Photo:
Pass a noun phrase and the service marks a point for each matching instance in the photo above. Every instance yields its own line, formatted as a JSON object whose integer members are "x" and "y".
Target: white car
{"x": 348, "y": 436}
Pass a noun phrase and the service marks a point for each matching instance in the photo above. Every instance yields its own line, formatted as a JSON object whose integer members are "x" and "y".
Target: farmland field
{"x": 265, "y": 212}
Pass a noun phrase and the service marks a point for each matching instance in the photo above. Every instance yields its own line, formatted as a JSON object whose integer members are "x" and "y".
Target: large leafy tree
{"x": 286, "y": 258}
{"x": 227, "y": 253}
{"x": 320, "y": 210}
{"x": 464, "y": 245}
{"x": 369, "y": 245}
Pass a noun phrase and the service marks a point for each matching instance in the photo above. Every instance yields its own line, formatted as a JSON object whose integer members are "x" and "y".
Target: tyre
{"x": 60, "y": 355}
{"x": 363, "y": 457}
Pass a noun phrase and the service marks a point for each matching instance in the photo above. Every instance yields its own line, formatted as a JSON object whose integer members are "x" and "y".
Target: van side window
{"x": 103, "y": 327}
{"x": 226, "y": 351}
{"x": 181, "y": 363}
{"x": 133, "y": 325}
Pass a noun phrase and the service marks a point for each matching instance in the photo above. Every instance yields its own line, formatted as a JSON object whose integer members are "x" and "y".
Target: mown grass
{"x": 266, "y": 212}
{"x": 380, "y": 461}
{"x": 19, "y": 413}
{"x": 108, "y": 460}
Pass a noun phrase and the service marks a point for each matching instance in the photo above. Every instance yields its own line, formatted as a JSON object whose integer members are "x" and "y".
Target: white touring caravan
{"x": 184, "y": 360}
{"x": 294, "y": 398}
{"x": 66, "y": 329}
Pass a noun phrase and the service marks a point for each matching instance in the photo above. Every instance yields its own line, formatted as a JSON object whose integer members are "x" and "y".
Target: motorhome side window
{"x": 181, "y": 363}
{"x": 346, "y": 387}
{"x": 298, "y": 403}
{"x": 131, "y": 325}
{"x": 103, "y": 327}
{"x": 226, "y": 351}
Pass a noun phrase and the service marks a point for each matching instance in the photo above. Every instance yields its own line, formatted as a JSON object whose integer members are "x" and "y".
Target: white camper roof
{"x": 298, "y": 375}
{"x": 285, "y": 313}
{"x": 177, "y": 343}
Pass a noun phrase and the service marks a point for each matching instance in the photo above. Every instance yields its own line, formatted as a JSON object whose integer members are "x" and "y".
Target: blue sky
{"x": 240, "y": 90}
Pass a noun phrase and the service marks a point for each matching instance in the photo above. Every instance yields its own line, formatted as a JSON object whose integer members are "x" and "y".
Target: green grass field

*Work order*
Please quote the data above in full, with no line missing.

*Solution to the problem*
Photo:
Pass a noun phrase and the service marks a point for each matching instance in the photo above. Every instance yields its own line, formatted as a JSON object whose integer members are "x" and "y".
Target: white car
{"x": 348, "y": 436}
Pass a noun phrase and the service marks a point for each matching instance in the photo above. Every instance yields its own line, formatted as a JSON object whose integer members are "x" and "y".
Target: farmland field
{"x": 265, "y": 212}
Pass a noun phrase and the service marks a point for each matching instance in the photo above. Every instance yields its own line, formatted as a JSON object whose integer members are "x" and "y".
Target: large leafy tree
{"x": 286, "y": 258}
{"x": 227, "y": 253}
{"x": 320, "y": 210}
{"x": 464, "y": 245}
{"x": 369, "y": 245}
Pass a noun phrase and the service marks a point for each matching instance in the photo above. Every instance yields its own line, formatted as a JSON object whose integer members are "x" and "y".
Target: tyre
{"x": 60, "y": 355}
{"x": 363, "y": 457}
Pass a noun phrase and the service marks a point for each matching instance in the photo above. Every instance yields its own line, formatted as a JSON object whose integer members are "x" and "y".
Target: van side window
{"x": 103, "y": 327}
{"x": 226, "y": 351}
{"x": 181, "y": 363}
{"x": 133, "y": 325}
Pass a noun phrase and the service marks a point for each matching instance in the photo above. Every instance yields its own line, formatted as a JSON object whose integer members are "x" and "y".
Target: mown grass
{"x": 266, "y": 212}
{"x": 380, "y": 461}
{"x": 19, "y": 413}
{"x": 108, "y": 460}
Pass a noun phrase and the service marks a point for each matching instance in the photo above. Every instance yields its own line, formatted as a JSON object whose integer members are "x" and "y".
Target: white touring caravan
{"x": 184, "y": 360}
{"x": 294, "y": 398}
{"x": 66, "y": 329}
Pass a noun phrase and the service marks a point for each matching instance in the photo above. Every instance yields its own line, formatted as a JSON object whose integer members are "x" and "y".
Target: motorhome side window
{"x": 181, "y": 363}
{"x": 346, "y": 387}
{"x": 298, "y": 403}
{"x": 131, "y": 325}
{"x": 103, "y": 327}
{"x": 226, "y": 351}
Pass a noun phrase and the service marks a point for each matching instance in the photo above. Every instance yields its own line, formatted as a JSON object whose integer members are "x" and "y".
Target: white camper roof
{"x": 298, "y": 375}
{"x": 285, "y": 313}
{"x": 177, "y": 343}
Pass a noun phrase and the service marks a point for each matching instance in the photo above. Every instance yields its own line, formatted as a JSON object whose integer members are "x" and "y".
Target: blue sky
{"x": 240, "y": 90}
Pass a noun phrase and the service marks a point for each matching instance in the photo above. Every instance yields its own line, formatted as a JSON object whose integer members are "x" and "y".
Target: green grass field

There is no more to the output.